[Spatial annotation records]
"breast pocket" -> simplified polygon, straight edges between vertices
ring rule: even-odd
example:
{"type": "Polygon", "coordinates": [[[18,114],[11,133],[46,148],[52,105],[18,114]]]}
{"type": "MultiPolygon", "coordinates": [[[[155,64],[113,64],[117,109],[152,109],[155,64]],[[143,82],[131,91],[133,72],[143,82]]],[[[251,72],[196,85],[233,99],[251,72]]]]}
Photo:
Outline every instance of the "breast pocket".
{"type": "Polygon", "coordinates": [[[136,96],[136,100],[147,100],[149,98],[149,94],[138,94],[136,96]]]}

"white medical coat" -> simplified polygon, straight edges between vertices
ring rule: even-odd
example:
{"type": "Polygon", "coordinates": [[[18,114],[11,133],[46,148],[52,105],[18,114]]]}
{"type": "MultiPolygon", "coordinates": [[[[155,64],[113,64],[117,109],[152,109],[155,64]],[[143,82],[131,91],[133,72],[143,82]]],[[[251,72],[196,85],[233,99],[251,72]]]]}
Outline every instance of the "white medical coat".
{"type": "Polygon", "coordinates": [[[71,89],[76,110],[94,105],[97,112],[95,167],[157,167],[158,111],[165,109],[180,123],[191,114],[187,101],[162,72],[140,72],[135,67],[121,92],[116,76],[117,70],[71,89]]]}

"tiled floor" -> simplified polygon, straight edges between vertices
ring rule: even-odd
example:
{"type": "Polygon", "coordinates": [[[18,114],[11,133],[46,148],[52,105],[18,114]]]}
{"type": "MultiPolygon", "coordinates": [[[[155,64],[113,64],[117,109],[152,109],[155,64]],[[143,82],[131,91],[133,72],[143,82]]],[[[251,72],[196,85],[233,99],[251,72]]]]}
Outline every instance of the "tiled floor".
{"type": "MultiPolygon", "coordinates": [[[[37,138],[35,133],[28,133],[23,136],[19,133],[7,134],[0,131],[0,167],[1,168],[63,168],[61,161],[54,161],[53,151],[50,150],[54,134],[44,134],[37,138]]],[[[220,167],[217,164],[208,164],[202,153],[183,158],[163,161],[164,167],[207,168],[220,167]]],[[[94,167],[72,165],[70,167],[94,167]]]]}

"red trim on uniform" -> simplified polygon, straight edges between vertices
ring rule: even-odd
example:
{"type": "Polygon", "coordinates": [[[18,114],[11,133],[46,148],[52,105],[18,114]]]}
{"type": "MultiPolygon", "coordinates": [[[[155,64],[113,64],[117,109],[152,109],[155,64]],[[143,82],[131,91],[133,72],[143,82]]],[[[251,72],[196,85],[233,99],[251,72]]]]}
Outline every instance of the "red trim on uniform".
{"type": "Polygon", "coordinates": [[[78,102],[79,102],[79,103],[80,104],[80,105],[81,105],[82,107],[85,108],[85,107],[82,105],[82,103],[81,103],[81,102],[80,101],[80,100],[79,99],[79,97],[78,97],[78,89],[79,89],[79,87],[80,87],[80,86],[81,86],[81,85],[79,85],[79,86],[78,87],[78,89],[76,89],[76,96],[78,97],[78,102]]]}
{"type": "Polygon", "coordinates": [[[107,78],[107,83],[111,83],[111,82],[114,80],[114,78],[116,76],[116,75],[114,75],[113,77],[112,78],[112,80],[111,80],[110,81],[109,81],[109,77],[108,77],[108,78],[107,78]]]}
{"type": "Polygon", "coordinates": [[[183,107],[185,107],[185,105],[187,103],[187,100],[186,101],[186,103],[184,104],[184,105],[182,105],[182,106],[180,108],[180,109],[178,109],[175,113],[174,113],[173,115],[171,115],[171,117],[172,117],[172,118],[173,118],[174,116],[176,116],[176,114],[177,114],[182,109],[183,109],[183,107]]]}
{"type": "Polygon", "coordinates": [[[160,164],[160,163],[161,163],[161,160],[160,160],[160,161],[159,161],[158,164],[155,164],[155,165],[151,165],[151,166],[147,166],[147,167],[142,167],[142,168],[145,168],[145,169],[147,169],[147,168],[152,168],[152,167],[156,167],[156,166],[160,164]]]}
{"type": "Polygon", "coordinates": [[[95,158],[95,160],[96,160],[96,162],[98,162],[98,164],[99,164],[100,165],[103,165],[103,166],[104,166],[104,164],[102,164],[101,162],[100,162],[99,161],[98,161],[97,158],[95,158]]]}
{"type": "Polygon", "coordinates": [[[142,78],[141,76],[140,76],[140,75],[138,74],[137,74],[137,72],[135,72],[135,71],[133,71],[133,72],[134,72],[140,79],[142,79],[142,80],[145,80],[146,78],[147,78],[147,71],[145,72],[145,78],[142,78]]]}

What to work on
Gather every line in the rows above that contains the string "simplified".

Correct answer
"breast pocket" -> simplified polygon, straight edges between vertices
"white medical coat" -> simplified polygon, straight edges between vertices
"tiled floor" -> simplified polygon, straight edges between vertices
"red trim on uniform" -> simplified polygon, straight edges between vertices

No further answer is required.